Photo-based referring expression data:
::::
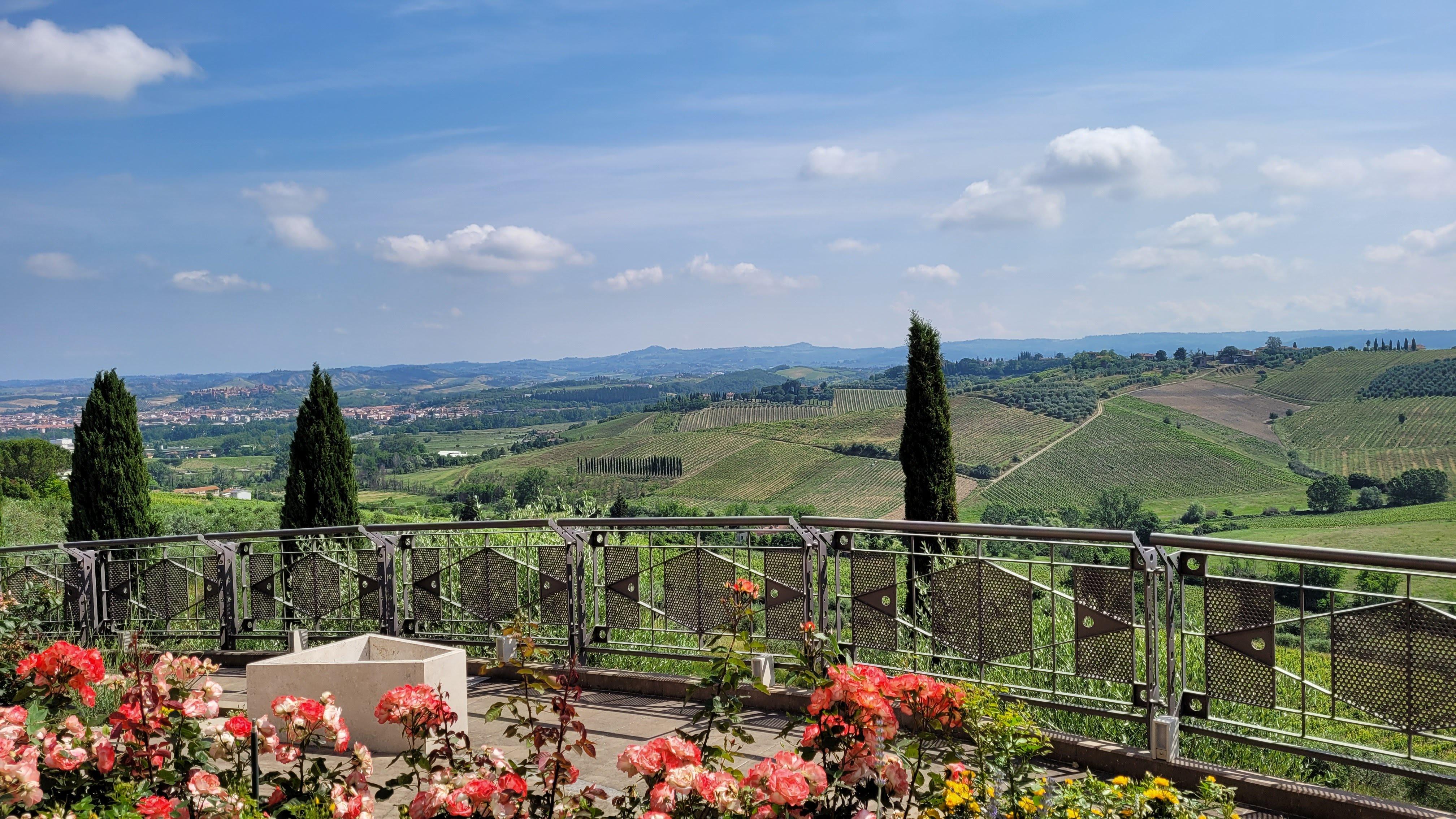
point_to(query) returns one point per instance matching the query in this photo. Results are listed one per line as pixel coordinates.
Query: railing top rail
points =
(1350, 557)
(995, 529)
(656, 522)
(459, 525)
::::
WHAT TO PRODUCE: If an entry contains an image, print the rest of that entry exactly and leave the image out.

TASK ANSWER:
point_to(query) returns one point per instance matching the query in this photo. Results are listed one per line as pixel coordinates.
Query: railing top rail
points =
(1350, 557)
(995, 529)
(656, 522)
(459, 525)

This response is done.